__EXERCISE__: A faithful copy of each record is required, minus the images.
#### DATA TO PROCESS ####
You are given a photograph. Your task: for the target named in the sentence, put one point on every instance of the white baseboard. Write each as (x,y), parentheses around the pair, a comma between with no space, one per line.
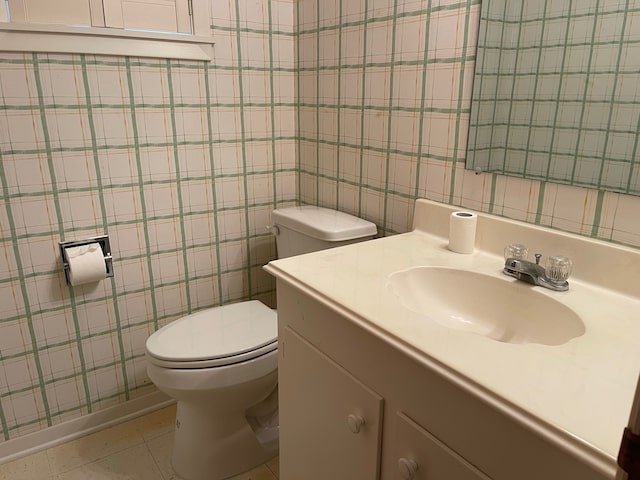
(78,427)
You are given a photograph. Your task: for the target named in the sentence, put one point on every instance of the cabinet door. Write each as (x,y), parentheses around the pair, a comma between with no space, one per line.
(418,455)
(330,423)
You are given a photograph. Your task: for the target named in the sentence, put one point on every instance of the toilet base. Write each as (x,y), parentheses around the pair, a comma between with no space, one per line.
(213,446)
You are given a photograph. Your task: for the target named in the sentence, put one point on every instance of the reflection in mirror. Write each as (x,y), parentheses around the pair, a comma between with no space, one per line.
(556,92)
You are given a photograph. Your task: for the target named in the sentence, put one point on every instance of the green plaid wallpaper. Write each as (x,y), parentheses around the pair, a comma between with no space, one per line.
(180,162)
(384,89)
(556,92)
(357,104)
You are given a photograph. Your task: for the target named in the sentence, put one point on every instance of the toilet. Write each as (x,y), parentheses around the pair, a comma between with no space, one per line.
(220,364)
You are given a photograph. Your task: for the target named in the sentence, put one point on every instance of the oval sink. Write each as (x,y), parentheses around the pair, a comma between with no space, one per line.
(511,312)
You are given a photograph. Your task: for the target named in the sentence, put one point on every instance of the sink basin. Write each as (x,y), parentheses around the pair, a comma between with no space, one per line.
(502,310)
####
__WRITTEN REPLY__:
You are given a photograph. Your task: for the target named in the sentence, put one point on every instance of the white baseboard. Write each as (x,y), parentheses around the pair, a comma between with no space, one per line.
(78,427)
You are given a photograph. Your task: for the target named in the sentence, put one point on every instance of the cabinet door. Write each as (x,y), parentheses around the pair, a comma between with no space, one per line.
(418,455)
(330,423)
You are given a photograph. Your task: for the target named in the sentence, put one point on every instance of the toilet base. Write each as (x,y), parentheses around the pair, a comma between with no space, one per line.
(213,446)
You are given a photograph. Your task: for the target named in the sentence, put one point on every instance of the reflection in mirror. Write each as (x,y), parentheses around the pair, a comma between with no space, one per line.
(556,92)
You are given a photograph. Your task: for the target named in the sentence, put one point on every instance of the green plaid wallpaper. Write each as (x,y), parentheses around the pair, a comma between with no space, one per line.
(180,162)
(384,89)
(556,92)
(357,104)
You are given a photograph. Your task: for the target named in the sentence, put one point on every instance of the toilet. Write each as (x,y), parentheses around the pair, a comma between with no space, one per line.
(220,364)
You are given a photograph. Your task: for the target named in the sentence, put one point on every instance of the oval sink. Write each as (x,y), parentheses around the pair, a comma between with no space, one per line.
(511,312)
You are given a photograph. Your task: for the target named in the sentence, put one point on every instance of the sink basin. Write each as (x,y), parentheses around the pair, a comma between with no space, one per line.
(502,310)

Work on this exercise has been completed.